Given request:
Express the data from the line containing "the large white building" through the line containing "x=703 y=297" as a Markdown table with the columns Row and Line. Number each row, skip blank lines, and include both end lines.

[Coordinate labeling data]
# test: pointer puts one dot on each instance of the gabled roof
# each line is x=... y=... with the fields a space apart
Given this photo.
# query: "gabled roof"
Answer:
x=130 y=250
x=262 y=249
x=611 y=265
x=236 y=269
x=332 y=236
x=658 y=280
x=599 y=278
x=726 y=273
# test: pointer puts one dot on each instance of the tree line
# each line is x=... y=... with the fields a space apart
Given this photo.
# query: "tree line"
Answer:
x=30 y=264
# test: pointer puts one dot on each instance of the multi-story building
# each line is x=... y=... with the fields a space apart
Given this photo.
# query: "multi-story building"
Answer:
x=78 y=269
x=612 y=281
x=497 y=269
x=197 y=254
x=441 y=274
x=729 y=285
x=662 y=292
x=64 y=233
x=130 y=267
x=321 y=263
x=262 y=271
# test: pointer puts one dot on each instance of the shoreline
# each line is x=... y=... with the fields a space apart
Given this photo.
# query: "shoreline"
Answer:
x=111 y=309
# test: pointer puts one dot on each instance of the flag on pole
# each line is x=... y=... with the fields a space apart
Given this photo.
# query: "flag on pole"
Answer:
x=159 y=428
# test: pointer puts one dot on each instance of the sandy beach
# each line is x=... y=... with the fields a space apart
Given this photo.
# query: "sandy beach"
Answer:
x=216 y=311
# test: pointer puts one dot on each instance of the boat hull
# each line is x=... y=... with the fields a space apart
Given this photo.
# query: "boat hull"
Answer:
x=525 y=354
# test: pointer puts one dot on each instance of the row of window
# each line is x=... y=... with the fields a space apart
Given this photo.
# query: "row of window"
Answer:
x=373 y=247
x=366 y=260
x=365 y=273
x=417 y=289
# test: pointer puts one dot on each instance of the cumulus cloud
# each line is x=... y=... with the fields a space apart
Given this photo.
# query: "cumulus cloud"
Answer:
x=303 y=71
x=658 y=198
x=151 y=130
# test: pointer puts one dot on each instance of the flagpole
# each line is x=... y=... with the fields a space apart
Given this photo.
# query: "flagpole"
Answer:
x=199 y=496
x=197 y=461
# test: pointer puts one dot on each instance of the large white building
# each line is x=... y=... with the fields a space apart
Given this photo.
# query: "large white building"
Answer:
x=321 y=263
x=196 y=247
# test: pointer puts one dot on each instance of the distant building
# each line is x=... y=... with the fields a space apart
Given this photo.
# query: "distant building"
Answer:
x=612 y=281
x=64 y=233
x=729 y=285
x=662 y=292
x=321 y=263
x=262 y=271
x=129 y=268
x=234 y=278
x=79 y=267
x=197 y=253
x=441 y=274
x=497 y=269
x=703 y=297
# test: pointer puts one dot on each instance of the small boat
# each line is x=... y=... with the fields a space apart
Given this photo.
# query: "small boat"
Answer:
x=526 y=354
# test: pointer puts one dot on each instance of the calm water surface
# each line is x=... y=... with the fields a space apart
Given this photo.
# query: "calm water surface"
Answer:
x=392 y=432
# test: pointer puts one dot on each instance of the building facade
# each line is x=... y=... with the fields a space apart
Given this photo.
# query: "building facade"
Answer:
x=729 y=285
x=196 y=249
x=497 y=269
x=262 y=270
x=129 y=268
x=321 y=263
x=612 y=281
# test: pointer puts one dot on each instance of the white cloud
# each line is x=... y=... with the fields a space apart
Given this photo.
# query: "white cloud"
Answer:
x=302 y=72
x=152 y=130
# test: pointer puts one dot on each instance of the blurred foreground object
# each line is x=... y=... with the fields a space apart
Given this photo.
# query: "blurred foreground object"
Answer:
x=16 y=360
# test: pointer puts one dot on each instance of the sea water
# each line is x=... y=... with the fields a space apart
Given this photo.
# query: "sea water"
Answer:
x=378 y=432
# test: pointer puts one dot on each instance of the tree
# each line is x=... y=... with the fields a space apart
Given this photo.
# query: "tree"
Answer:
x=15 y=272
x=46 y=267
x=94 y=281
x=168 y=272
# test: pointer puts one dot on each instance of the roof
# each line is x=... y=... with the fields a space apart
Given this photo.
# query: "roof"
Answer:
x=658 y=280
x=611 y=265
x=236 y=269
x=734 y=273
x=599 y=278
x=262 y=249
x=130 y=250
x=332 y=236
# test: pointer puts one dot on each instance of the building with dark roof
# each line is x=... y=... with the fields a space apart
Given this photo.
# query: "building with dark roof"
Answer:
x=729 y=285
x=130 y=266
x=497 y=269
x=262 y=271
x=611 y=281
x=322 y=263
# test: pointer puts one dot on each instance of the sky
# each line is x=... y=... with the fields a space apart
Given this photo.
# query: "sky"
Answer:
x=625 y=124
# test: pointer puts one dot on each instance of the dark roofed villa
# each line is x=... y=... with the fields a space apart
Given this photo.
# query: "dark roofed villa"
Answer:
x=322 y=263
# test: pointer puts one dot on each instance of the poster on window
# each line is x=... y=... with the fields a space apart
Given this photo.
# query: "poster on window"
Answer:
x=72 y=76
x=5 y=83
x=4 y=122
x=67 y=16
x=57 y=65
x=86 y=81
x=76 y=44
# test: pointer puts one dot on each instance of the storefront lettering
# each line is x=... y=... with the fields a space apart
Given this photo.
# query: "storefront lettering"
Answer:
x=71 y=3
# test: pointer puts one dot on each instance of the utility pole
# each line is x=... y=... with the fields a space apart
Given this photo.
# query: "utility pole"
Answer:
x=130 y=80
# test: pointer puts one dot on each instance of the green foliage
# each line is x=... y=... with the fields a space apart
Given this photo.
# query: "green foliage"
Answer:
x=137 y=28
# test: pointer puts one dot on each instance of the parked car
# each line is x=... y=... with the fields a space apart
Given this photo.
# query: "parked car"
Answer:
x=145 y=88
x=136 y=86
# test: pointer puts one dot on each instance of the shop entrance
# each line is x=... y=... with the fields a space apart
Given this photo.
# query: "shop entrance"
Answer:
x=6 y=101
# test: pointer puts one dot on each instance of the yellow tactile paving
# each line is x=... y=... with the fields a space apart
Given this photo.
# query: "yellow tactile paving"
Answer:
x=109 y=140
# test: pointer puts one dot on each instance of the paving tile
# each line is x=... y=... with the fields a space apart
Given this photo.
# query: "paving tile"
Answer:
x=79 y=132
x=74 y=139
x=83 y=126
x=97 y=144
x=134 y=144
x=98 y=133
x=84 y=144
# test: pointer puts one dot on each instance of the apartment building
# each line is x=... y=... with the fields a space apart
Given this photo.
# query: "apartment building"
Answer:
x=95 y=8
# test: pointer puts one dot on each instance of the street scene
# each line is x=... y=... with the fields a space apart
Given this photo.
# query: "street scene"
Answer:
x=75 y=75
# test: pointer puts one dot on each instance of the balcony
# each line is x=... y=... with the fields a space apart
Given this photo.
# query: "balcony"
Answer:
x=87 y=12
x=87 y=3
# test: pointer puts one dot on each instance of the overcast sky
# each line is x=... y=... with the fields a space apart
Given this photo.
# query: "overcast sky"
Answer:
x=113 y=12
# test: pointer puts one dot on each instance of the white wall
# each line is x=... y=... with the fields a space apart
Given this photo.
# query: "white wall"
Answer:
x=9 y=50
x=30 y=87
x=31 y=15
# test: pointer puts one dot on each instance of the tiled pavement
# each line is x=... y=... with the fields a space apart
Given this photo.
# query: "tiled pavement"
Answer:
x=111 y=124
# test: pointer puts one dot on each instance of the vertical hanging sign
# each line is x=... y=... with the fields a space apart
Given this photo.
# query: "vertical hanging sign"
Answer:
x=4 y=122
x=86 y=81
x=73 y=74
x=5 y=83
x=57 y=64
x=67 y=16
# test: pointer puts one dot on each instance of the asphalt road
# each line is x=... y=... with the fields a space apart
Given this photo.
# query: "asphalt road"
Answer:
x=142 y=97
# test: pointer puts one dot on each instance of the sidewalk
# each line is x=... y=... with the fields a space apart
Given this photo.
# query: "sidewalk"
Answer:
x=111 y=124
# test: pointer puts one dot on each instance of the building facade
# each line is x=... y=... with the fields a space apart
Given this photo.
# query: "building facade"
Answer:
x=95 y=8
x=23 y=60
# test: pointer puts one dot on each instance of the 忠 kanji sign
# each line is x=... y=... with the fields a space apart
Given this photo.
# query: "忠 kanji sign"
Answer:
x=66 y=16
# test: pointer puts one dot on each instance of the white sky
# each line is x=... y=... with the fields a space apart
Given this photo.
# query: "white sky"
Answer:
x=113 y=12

Answer for this exercise:
| Row | Line |
|---|---|
| 1 | # test: pointer puts one dot on each instance of the large white building |
| 2 | # each line is x=... y=... with the fields a space apart |
| 3 | Given this photo. |
| 4 | # query: "large white building" |
| 5 | Answer: |
| 6 | x=321 y=263 |
| 7 | x=196 y=247 |
| 8 | # test: pointer puts one dot on each instance of the distant building |
| 9 | # each line is x=... y=... with the fields a space apart |
| 10 | Given this photo. |
| 11 | # query: "distant building" |
| 12 | Answer: |
| 13 | x=612 y=281 |
| 14 | x=64 y=233 |
| 15 | x=729 y=285 |
| 16 | x=662 y=292 |
| 17 | x=321 y=263 |
| 18 | x=262 y=271 |
| 19 | x=129 y=268 |
| 20 | x=234 y=278 |
| 21 | x=79 y=267 |
| 22 | x=197 y=253 |
| 23 | x=441 y=274 |
| 24 | x=497 y=269 |
| 25 | x=703 y=297 |